=== Supplied material ===
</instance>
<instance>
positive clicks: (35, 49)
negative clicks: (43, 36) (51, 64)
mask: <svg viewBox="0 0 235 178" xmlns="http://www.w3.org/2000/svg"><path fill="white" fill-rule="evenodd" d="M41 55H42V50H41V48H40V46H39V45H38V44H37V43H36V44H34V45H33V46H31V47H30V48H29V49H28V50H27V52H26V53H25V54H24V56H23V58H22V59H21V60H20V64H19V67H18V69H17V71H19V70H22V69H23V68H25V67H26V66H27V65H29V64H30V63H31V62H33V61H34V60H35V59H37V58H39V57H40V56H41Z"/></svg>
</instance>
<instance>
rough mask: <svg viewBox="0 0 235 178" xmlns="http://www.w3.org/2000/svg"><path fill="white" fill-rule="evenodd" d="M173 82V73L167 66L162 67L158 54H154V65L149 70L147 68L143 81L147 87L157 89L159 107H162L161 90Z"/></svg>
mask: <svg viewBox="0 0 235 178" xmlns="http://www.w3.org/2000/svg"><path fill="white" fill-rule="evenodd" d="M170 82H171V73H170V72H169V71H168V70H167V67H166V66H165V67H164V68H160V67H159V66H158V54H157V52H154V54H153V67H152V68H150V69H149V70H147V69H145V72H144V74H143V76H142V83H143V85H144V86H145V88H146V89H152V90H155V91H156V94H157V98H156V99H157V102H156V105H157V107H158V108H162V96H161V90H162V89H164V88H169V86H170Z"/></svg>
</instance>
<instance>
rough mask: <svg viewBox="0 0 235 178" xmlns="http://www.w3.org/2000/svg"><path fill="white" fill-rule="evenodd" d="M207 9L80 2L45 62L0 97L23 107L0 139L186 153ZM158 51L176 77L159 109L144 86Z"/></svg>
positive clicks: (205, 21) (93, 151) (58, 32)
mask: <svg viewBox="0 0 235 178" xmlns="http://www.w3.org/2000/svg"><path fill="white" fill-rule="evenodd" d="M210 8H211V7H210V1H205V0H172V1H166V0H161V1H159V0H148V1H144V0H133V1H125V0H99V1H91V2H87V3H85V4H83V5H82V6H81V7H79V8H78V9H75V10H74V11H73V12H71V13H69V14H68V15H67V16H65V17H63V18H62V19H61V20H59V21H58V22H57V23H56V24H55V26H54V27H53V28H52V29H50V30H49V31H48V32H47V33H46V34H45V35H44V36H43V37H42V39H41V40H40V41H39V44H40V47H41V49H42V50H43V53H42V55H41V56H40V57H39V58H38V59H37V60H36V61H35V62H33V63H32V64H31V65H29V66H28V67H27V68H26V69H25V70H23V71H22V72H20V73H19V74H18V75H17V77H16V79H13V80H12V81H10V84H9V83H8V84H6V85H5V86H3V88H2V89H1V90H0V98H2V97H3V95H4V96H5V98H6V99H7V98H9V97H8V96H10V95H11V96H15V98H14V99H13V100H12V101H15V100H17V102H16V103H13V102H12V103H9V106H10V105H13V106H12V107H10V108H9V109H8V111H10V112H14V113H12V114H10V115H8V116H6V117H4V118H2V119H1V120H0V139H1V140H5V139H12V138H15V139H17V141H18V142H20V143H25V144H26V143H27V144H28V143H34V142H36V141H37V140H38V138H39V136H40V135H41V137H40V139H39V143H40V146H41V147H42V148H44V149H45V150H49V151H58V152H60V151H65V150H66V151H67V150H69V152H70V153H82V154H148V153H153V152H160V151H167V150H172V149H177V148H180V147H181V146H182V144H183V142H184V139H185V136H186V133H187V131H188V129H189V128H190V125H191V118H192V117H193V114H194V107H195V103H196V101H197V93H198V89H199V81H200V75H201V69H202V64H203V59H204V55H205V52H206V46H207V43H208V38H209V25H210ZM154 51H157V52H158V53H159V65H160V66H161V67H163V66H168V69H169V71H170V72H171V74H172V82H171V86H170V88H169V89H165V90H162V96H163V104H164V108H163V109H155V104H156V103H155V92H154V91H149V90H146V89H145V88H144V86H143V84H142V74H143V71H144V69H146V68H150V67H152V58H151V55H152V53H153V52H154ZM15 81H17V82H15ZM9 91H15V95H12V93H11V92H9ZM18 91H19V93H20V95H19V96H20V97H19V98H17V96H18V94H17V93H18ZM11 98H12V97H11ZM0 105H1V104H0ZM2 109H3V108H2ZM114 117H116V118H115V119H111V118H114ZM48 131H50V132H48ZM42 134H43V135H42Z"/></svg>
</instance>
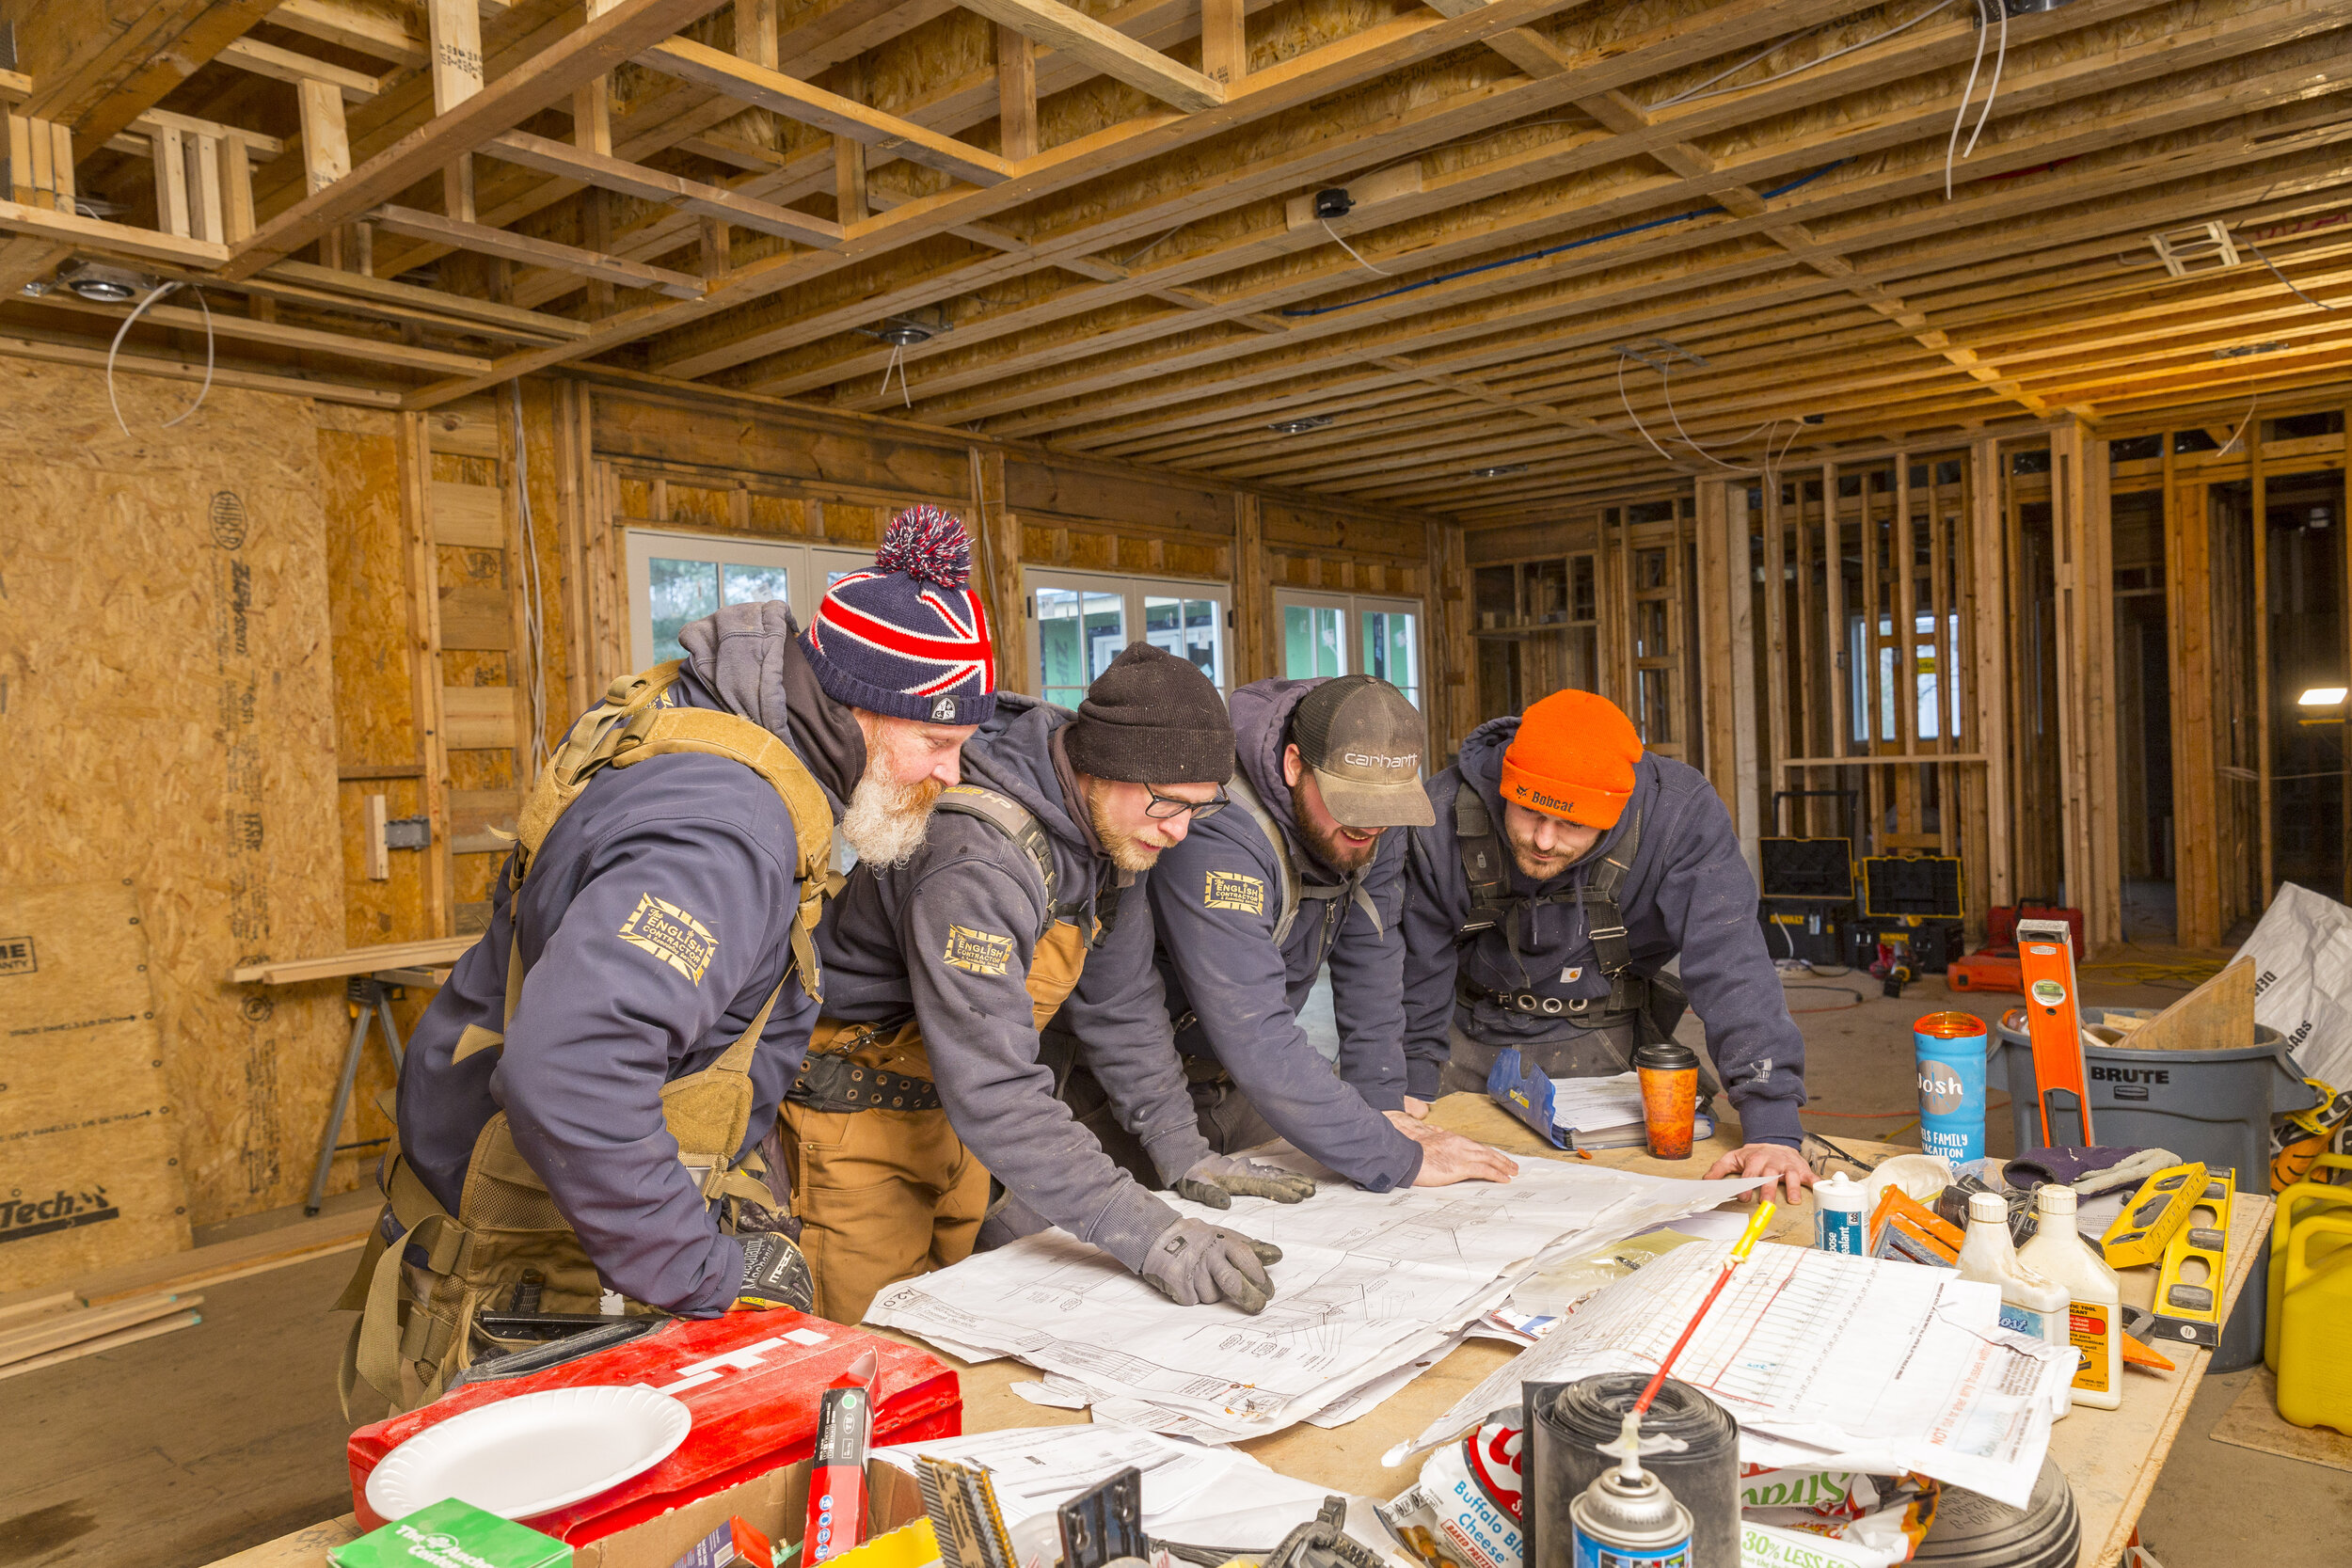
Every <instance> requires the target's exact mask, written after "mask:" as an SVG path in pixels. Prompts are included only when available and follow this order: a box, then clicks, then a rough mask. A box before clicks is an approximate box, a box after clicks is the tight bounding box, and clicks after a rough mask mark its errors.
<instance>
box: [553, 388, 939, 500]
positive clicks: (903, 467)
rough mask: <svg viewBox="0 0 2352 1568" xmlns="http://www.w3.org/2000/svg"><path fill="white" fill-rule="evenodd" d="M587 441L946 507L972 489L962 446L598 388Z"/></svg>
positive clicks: (621, 457)
mask: <svg viewBox="0 0 2352 1568" xmlns="http://www.w3.org/2000/svg"><path fill="white" fill-rule="evenodd" d="M593 440H595V451H597V456H612V458H654V461H663V463H691V465H696V468H722V470H729V473H757V475H776V477H790V480H811V482H833V484H854V487H861V489H880V491H891V494H913V496H924V498H948V501H962V498H964V496H967V494H969V491H971V461H969V458H967V456H964V451H962V449H960V447H948V449H943V447H927V444H917V442H901V440H887V437H873V435H863V433H847V430H809V428H802V425H795V423H783V421H776V418H760V416H755V414H753V411H748V409H724V411H722V409H717V407H680V404H666V402H652V400H640V397H628V395H623V393H604V390H597V395H595V437H593Z"/></svg>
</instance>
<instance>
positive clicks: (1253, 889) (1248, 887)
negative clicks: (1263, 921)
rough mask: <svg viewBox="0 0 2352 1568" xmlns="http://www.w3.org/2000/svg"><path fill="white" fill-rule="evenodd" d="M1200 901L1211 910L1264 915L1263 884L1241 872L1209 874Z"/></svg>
mask: <svg viewBox="0 0 2352 1568" xmlns="http://www.w3.org/2000/svg"><path fill="white" fill-rule="evenodd" d="M1200 900H1202V903H1204V905H1207V907H1211V910H1240V912H1242V914H1265V882H1263V879H1261V877H1244V875H1242V872H1209V882H1207V886H1202V891H1200Z"/></svg>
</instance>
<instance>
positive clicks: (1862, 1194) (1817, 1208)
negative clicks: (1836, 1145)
mask: <svg viewBox="0 0 2352 1568" xmlns="http://www.w3.org/2000/svg"><path fill="white" fill-rule="evenodd" d="M1867 1194H1870V1190H1867V1187H1865V1185H1863V1182H1858V1180H1853V1178H1851V1175H1846V1173H1844V1171H1839V1173H1837V1175H1832V1178H1828V1180H1818V1182H1813V1246H1818V1248H1820V1251H1825V1253H1844V1255H1846V1258H1860V1255H1863V1253H1867V1251H1870V1246H1867V1237H1865V1232H1867V1220H1865V1218H1863V1204H1865V1201H1867Z"/></svg>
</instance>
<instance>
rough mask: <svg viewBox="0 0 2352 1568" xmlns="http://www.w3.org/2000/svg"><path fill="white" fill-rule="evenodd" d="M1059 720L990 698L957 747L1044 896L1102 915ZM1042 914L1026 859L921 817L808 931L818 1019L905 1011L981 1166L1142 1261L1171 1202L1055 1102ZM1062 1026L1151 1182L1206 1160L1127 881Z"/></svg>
mask: <svg viewBox="0 0 2352 1568" xmlns="http://www.w3.org/2000/svg"><path fill="white" fill-rule="evenodd" d="M1070 717H1073V715H1070V712H1065V710H1061V708H1051V705H1047V703H1037V701H1035V698H1021V696H1011V693H997V715H995V717H993V719H990V722H988V724H983V726H981V733H978V736H974V738H971V741H969V743H967V745H964V778H967V783H976V785H985V788H990V790H997V792H1000V795H1009V797H1011V799H1016V802H1021V804H1023V806H1028V809H1030V811H1033V813H1035V816H1037V820H1040V823H1042V825H1044V830H1047V839H1049V842H1051V853H1054V877H1056V896H1058V898H1063V900H1068V898H1073V896H1077V893H1089V896H1091V898H1094V900H1096V907H1098V910H1101V907H1103V905H1105V900H1108V898H1110V896H1112V889H1115V886H1117V882H1120V879H1122V875H1120V872H1117V870H1115V867H1112V865H1110V860H1108V858H1105V856H1101V853H1098V851H1096V849H1094V835H1091V827H1087V825H1084V823H1082V816H1080V813H1082V811H1084V806H1077V804H1075V802H1070V799H1068V792H1065V790H1063V785H1061V778H1058V773H1056V769H1054V752H1051V741H1054V731H1056V729H1061V726H1063V724H1068V722H1070ZM1148 875H1150V872H1148ZM1148 875H1145V877H1148ZM1042 922H1044V886H1042V884H1040V879H1037V865H1035V863H1033V860H1030V858H1028V851H1023V849H1021V846H1018V844H1014V842H1011V839H1007V837H1004V835H1002V832H997V830H995V827H990V825H988V823H983V820H978V818H971V816H964V813H960V811H936V813H934V816H931V830H929V835H927V837H924V844H922V849H917V851H915V853H913V858H908V863H906V865H898V867H882V870H877V867H873V865H863V863H861V865H858V867H856V870H851V872H849V886H844V889H842V893H840V898H835V900H833V903H830V905H826V922H823V926H818V933H816V947H818V952H821V954H823V961H826V1016H828V1018H842V1020H847V1023H901V1020H906V1018H910V1016H913V1018H915V1020H917V1023H920V1025H922V1041H924V1048H927V1051H929V1058H931V1077H934V1081H936V1084H938V1098H941V1103H943V1105H946V1110H948V1124H950V1126H953V1128H955V1135H957V1138H962V1140H964V1143H967V1145H969V1147H971V1152H974V1154H976V1157H978V1159H981V1164H983V1166H988V1173H990V1175H995V1178H997V1180H1000V1182H1004V1187H1007V1192H1011V1194H1014V1197H1018V1199H1021V1201H1023V1204H1025V1206H1028V1208H1033V1211H1035V1213H1040V1215H1044V1218H1047V1220H1051V1222H1054V1225H1058V1227H1063V1229H1065V1232H1070V1234H1073V1237H1077V1239H1080V1241H1091V1244H1094V1246H1098V1248H1103V1251H1105V1253H1110V1255H1112V1258H1117V1260H1120V1262H1124V1265H1127V1267H1129V1269H1141V1267H1143V1255H1145V1248H1148V1246H1150V1244H1152V1239H1155V1237H1157V1234H1160V1232H1164V1229H1167V1227H1169V1225H1174V1222H1176V1211H1174V1208H1169V1206H1167V1204H1162V1201H1160V1199H1157V1197H1152V1194H1150V1192H1148V1190H1145V1187H1143V1185H1141V1182H1136V1178H1131V1175H1129V1173H1127V1171H1122V1168H1120V1166H1115V1164H1112V1161H1110V1157H1108V1154H1105V1152H1103V1145H1101V1143H1096V1138H1094V1133H1089V1131H1087V1128H1082V1126H1080V1124H1077V1121H1075V1119H1073V1117H1070V1107H1068V1105H1063V1103H1061V1100H1056V1098H1054V1070H1051V1067H1047V1065H1042V1063H1040V1060H1037V1023H1035V1013H1033V1011H1030V997H1028V990H1025V987H1028V969H1030V959H1033V954H1035V950H1037V933H1040V926H1042ZM1061 1018H1063V1025H1065V1027H1068V1030H1070V1034H1075V1037H1077V1044H1080V1060H1084V1065H1087V1067H1089V1070H1091V1072H1094V1077H1096V1079H1101V1084H1103V1088H1105V1091H1108V1093H1110V1103H1112V1105H1115V1107H1117V1110H1120V1121H1122V1126H1127V1131H1129V1133H1134V1135H1136V1140H1138V1143H1141V1145H1143V1147H1145V1152H1150V1157H1152V1164H1155V1166H1157V1171H1160V1178H1162V1180H1164V1182H1174V1180H1176V1178H1178V1175H1183V1173H1185V1171H1190V1168H1192V1166H1195V1164H1200V1161H1202V1159H1209V1143H1207V1140H1204V1138H1202V1135H1200V1128H1197V1126H1195V1121H1192V1095H1190V1093H1185V1081H1183V1070H1181V1067H1178V1063H1176V1051H1174V1046H1171V1041H1169V1016H1167V1001H1164V999H1162V992H1160V976H1157V973H1155V971H1152V907H1150V900H1148V898H1145V896H1143V889H1141V886H1124V889H1117V907H1115V919H1112V922H1110V933H1108V936H1103V943H1101V947H1094V950H1091V952H1089V954H1087V966H1084V971H1082V973H1080V980H1077V990H1073V992H1070V999H1068V1001H1065V1004H1063V1011H1061Z"/></svg>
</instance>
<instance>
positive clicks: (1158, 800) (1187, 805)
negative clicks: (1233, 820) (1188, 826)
mask: <svg viewBox="0 0 2352 1568" xmlns="http://www.w3.org/2000/svg"><path fill="white" fill-rule="evenodd" d="M1143 792H1145V795H1150V797H1152V804H1148V806H1145V809H1143V816H1150V818H1157V820H1162V823H1164V820H1169V818H1176V816H1183V813H1185V811H1190V813H1192V820H1195V823H1197V820H1200V818H1204V816H1216V813H1218V811H1223V809H1225V806H1230V804H1232V799H1230V797H1228V795H1225V788H1223V785H1218V790H1216V799H1176V797H1174V795H1162V792H1160V790H1155V788H1150V785H1143Z"/></svg>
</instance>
===
_What the exercise asks_
Write down again, exactly as given, only the lines above that fall from the line with "positive clicks: (903, 467)" to the line with "441L946 507L972 489L962", inclusive.

_Written response_
positive clicks: (903, 467)
rough mask: <svg viewBox="0 0 2352 1568" xmlns="http://www.w3.org/2000/svg"><path fill="white" fill-rule="evenodd" d="M587 441L946 507L972 489L962 446L598 388Z"/></svg>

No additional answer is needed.